▸ **Directions for this task**:
Identify each line in the records that contains the string "plant" and copy those lines in full.
--- start of Material supplied ---
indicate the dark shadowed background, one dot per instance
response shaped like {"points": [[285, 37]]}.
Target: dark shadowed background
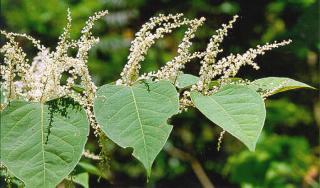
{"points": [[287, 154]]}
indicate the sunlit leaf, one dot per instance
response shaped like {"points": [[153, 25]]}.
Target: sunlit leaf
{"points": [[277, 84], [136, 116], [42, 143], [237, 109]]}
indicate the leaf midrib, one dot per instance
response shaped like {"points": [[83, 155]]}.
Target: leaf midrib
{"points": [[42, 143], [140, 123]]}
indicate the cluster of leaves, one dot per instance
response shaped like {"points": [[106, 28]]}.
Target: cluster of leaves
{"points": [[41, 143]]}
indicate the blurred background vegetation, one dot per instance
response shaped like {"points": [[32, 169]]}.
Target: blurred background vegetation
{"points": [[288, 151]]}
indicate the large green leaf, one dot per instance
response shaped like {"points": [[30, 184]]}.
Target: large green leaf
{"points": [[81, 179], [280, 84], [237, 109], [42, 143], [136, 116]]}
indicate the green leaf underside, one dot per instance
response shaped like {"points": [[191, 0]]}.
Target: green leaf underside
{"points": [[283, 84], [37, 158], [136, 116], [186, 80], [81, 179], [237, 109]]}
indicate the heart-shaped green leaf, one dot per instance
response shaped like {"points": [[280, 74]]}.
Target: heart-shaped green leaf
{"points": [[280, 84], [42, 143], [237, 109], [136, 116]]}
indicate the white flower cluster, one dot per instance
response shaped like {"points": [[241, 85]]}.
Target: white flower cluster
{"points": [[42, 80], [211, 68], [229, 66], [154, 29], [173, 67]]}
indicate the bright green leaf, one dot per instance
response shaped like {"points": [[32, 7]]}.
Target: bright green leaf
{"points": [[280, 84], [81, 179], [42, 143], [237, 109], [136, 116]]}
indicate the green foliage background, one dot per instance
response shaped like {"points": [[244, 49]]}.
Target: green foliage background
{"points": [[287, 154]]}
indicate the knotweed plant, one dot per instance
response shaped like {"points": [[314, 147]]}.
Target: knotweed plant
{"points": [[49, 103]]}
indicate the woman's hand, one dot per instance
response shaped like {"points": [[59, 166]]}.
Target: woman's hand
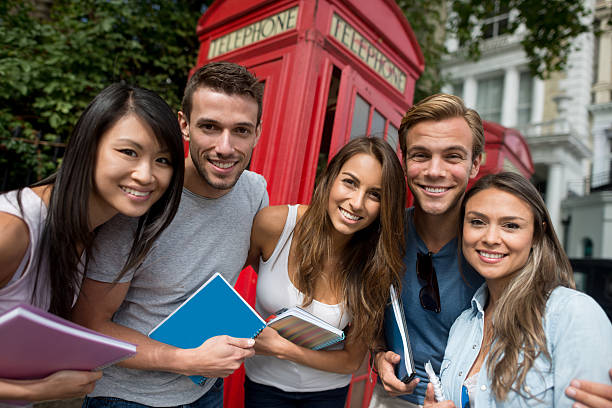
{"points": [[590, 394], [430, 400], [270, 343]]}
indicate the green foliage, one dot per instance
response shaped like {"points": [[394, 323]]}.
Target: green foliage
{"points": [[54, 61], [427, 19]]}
--- end of Material supplied ---
--- start of Material supplied ---
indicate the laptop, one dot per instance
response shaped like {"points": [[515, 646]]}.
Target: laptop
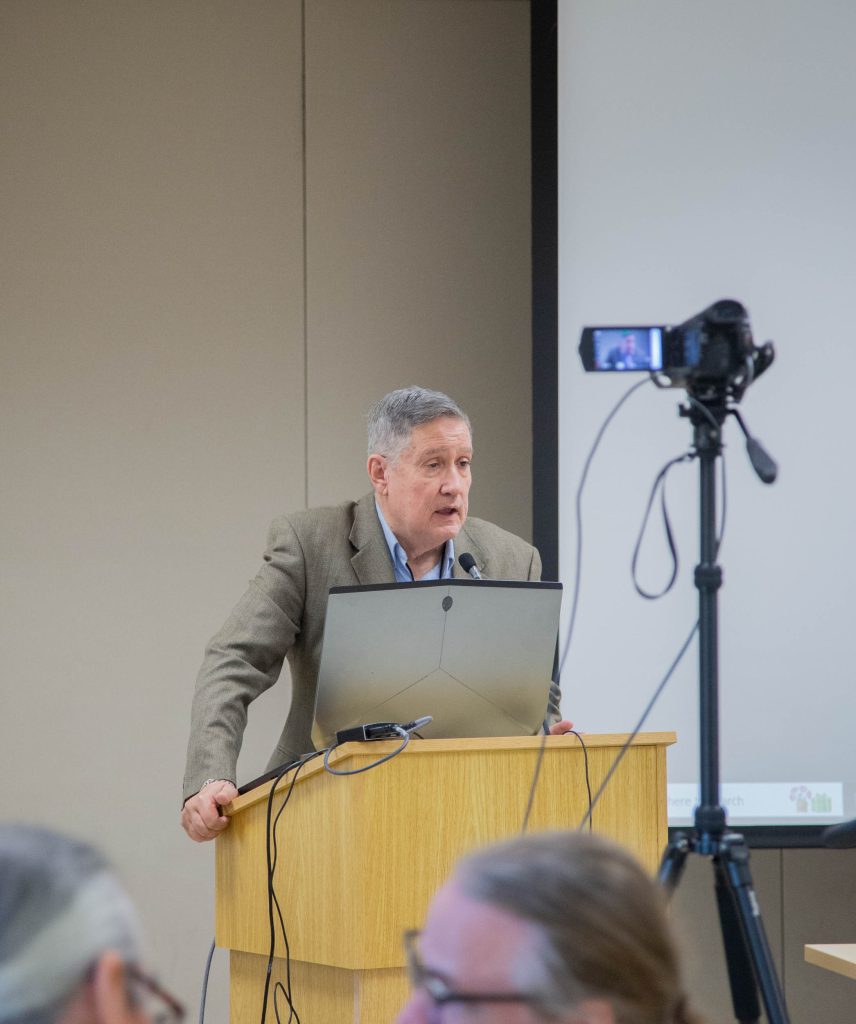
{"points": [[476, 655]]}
--- end of Material supplied ---
--- start of Material supplied ---
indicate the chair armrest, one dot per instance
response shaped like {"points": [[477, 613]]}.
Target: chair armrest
--- end of Material supplied ---
▸ **Solved problem**:
indicate the knotweed plant, one dot per instance
Target: knotweed plant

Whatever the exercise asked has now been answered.